EXERCISE INSTRUCTIONS:
Count the lines of the listing that contain the string "banner", treating uppercase and lowercase as different. Give only the number.

Point labeling listing:
========================================================================
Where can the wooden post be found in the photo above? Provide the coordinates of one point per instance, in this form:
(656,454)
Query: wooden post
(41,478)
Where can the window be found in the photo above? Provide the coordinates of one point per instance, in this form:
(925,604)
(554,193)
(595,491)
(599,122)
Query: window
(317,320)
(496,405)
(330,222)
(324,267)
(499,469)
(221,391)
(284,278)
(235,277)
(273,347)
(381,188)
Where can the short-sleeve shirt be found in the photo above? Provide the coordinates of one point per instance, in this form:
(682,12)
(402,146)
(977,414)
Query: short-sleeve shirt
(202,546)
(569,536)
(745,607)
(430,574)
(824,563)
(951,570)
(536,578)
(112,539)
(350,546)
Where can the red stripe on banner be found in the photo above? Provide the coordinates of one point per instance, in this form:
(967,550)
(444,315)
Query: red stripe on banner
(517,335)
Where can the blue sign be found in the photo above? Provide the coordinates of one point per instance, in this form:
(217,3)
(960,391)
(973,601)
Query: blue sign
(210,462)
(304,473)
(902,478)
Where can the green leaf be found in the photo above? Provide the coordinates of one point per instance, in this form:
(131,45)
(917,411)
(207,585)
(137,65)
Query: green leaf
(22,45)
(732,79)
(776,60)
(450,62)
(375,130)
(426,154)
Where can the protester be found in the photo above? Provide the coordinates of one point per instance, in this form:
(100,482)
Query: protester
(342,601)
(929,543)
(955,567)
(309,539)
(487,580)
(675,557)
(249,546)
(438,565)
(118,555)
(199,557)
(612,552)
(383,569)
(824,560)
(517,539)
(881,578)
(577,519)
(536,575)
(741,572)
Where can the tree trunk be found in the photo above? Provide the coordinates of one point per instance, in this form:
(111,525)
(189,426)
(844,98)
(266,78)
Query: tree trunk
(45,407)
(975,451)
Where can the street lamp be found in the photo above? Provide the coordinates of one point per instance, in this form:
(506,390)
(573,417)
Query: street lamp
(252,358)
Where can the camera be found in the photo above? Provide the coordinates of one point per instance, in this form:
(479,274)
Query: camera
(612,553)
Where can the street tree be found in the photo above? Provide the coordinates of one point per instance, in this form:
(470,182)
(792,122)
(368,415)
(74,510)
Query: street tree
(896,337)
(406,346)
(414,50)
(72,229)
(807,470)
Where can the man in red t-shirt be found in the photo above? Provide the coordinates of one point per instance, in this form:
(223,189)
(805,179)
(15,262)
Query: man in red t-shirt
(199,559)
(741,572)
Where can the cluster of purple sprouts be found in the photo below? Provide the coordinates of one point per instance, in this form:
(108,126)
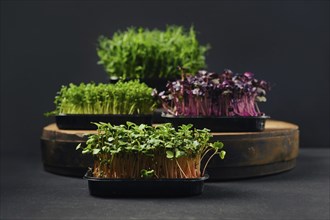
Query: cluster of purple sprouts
(212,94)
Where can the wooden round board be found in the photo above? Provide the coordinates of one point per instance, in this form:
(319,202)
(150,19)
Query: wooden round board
(249,154)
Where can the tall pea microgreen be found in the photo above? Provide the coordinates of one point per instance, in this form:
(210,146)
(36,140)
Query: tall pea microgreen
(143,53)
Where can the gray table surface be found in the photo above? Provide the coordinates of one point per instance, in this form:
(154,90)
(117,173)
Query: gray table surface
(28,192)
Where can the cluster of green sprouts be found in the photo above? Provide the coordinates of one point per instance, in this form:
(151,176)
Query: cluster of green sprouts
(130,97)
(143,53)
(137,151)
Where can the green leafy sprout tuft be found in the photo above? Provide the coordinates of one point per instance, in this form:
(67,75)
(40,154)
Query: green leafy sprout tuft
(143,53)
(143,151)
(130,97)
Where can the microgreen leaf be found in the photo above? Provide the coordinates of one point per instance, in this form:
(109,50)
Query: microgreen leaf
(169,154)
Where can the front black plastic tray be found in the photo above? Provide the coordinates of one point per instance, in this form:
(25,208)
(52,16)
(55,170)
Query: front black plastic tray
(83,121)
(220,124)
(144,187)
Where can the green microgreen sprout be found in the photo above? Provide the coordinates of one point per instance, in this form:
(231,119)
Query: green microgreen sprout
(143,151)
(132,97)
(143,53)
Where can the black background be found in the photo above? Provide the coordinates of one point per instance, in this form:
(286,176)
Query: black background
(46,44)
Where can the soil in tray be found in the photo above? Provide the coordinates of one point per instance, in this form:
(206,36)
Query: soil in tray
(144,187)
(83,122)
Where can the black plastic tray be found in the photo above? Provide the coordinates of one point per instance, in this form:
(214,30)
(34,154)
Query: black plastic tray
(144,187)
(83,121)
(220,124)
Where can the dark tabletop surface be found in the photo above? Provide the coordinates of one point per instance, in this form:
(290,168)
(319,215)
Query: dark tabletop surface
(28,192)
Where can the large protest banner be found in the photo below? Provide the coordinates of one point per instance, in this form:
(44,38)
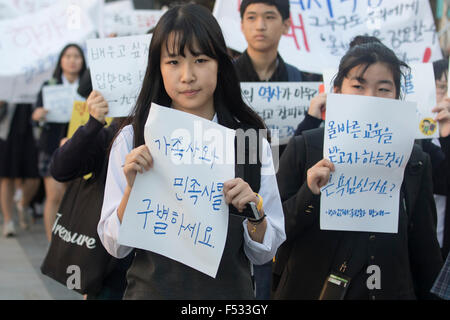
========================================================================
EXERCISE SOLUTION:
3